What is expected.
Show each line of the material that contains the string "white", treating uppercase and lowercase as different.

============================================================

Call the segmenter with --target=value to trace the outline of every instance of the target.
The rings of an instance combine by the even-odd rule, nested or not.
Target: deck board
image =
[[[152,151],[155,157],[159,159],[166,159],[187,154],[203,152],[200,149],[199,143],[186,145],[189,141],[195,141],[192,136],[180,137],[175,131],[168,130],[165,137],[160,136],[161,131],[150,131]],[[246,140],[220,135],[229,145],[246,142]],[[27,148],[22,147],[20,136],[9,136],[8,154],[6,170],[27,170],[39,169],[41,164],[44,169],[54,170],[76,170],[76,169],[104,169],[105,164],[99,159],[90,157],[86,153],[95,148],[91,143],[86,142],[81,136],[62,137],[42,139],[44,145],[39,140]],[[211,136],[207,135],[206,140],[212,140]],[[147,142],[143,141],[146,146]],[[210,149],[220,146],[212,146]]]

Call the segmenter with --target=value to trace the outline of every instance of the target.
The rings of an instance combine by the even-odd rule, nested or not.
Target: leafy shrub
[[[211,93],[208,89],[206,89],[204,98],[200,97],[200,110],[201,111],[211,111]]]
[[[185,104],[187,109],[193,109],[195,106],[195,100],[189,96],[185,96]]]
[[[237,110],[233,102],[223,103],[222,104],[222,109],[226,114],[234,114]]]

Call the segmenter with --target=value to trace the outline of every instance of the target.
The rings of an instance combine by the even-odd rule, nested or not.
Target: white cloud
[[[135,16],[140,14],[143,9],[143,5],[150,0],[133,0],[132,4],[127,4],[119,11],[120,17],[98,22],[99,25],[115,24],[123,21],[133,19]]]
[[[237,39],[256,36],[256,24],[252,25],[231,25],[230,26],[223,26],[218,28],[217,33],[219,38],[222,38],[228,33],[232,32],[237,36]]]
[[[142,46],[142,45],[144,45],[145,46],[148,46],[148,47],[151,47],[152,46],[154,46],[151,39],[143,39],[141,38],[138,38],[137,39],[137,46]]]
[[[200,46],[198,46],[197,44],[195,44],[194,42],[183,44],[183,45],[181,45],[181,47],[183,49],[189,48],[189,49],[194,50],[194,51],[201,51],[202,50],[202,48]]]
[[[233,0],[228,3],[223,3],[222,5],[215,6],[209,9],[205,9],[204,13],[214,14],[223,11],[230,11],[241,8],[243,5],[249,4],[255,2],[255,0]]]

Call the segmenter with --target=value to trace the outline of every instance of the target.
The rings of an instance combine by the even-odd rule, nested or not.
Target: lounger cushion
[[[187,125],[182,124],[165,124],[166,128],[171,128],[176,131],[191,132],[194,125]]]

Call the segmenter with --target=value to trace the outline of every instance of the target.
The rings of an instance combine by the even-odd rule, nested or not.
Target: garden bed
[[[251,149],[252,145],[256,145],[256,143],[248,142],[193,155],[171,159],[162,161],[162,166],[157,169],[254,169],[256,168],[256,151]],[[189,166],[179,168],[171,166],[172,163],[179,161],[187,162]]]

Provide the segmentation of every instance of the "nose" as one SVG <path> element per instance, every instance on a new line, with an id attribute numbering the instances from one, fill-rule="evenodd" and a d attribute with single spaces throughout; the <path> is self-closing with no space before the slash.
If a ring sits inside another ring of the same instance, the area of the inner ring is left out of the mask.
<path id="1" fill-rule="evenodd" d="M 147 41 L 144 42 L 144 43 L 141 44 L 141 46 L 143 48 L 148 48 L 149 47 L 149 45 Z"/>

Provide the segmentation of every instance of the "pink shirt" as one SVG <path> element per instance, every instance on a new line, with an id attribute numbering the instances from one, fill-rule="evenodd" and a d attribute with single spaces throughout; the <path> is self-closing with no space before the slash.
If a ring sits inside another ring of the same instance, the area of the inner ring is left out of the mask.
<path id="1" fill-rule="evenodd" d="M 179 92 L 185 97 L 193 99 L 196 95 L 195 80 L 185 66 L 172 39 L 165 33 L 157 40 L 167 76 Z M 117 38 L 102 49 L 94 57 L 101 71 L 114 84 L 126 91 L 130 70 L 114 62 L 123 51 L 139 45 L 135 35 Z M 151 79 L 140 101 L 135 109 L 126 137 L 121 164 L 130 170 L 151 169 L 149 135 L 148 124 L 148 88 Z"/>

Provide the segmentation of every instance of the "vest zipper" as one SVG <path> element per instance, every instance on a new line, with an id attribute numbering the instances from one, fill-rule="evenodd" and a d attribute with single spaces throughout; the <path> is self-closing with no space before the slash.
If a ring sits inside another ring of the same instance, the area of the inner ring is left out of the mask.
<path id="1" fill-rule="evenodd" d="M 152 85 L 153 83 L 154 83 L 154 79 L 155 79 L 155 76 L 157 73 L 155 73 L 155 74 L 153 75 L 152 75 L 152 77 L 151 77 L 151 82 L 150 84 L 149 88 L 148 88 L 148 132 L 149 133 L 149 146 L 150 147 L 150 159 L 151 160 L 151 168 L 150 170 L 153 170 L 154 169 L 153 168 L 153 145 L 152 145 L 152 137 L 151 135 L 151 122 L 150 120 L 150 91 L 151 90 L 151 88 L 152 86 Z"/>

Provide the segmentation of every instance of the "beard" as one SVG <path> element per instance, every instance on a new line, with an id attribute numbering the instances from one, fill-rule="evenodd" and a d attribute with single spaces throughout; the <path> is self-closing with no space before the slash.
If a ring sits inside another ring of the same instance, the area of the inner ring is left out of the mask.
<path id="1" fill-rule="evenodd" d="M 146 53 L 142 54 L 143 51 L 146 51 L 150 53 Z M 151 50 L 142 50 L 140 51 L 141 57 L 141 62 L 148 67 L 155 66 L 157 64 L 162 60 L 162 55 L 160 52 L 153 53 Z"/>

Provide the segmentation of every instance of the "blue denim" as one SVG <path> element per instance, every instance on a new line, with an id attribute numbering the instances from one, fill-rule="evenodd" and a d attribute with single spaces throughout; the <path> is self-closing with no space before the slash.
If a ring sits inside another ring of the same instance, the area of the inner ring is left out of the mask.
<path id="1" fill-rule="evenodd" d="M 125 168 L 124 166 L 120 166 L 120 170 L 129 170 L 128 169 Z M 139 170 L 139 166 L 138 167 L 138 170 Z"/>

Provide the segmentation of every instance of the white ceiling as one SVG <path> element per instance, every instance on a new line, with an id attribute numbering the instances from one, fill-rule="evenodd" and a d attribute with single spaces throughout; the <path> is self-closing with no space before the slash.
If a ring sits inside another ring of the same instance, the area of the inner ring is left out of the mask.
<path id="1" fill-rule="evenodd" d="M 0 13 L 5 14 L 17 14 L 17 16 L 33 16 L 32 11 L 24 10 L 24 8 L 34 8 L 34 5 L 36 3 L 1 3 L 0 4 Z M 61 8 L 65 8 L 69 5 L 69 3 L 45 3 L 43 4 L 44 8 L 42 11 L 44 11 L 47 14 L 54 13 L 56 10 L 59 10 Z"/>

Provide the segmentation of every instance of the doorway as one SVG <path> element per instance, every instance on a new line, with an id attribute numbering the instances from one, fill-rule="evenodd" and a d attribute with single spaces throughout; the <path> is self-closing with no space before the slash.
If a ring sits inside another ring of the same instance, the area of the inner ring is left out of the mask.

============================================================

Task result.
Target: white cloud
Provide the segmentation of every instance of the white ceiling as one SVG <path> element per instance, every instance on a new line, with an id attribute numbering the instances from one, fill-rule="evenodd" and a d attribute with single spaces throughout; the <path> is self-closing with no space before the slash.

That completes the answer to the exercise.